§ **Your goal**:
Continue the column below on Oscar-worthy performances from "Robin's Underrated Gems," picking up after its final sentence.

§ **Selected excerpt**:

Ten Performances From “Robin’s Underrated Gems” That Deserved Oscar Nominations

The 83rd Annual Academy Awards are finally taking place this weekend and I have no doubt that the Internet is currently flooded with thousands of Oscar-related columns about great performances that have been snubbed by the Academy over the years. Of course, I have to throw my own two cents into the mix, but since the subject is so broad, I thought I’d narrow the field down to great performances that took place in the films that I’ve featured in my “Robin’s Underrated Gems” column. Just recently, I was counting the number of these columns that I’ve written and was quite surprised to discover that I’ve done nearly 60 of them in the past seven months! That gives me a wide variety to choose from and, believe it or not, I still had trouble narrowing my selections down to just ten. Some of these “Underrated Gems” contain performances that are just as good, if not better than, many of the performances that taken home the gold statuette. However, for various reasons, these performances did not get any recognition at Oscar time. And to be frank, many of them never have had a snowball’s chance in hell of garnering an Oscar nomination, but that doesn’t make these performances any less great. I shall even pick a nominee from each particular year that was less deserving of their nomination than my selection.

§ **Given material**:
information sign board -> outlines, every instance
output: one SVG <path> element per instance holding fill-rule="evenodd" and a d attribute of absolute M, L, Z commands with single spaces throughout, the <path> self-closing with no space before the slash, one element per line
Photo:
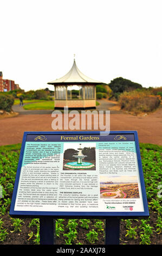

§ **Task result**:
So, without any further ado… the nominees for “Best Performance in Robin’s Underrated Gems” are:

Roberts Blossom as Ezra Cobb in Deranged (1974):

Well, this is definitely my best example of a performance that never had a snowball’s chance in hell of being nominated. Not only would the Academy never give a film like Deranged the time of day, but I doubt they were even aware that this film existed. However, just because the performance was delivered in a sleazy, low-budget grindhouse horror flick doesn’t mean it’s not terrific. Roberts Blossom is a long-time character actor who is best known for playing the scary old neighbour in Home Alone, but this is undoubtedly one of the greatest performances in horror movie history. Deranged makes the audacious decision to tell its entire story from the point-of-view of Ezra Cobb, an insane psychopath who likes to carry on conversations with his mother’s mummified corpse and is greatly inspired on the notorious serial killer, Ed Gein. Blossom plays Ezra as an eccentric, but seemingly harmless childlike innocent, the personification of a psycho that nobody would have ever suspected. What’s amazing is how genuinely likable Ezra is throughout most of the film because even though he’s clearly insane, Blossom somehow manages to make the character endearing in a very demented sort of way. But of course, when the scene calls for it, Blossom also manages to show off Ezra’s incredibly creepy side and succeed at scaring the crap out of you. This is definitely a case where if the lead actor didn’t deliver a home run performance, the entire film wouldn’t work, and not many actors could have pulled off what Roberts Blossom does in Deranged. If I had to pick one performance from grindhouse cinema that deserved Academy Award recognition, this would be it.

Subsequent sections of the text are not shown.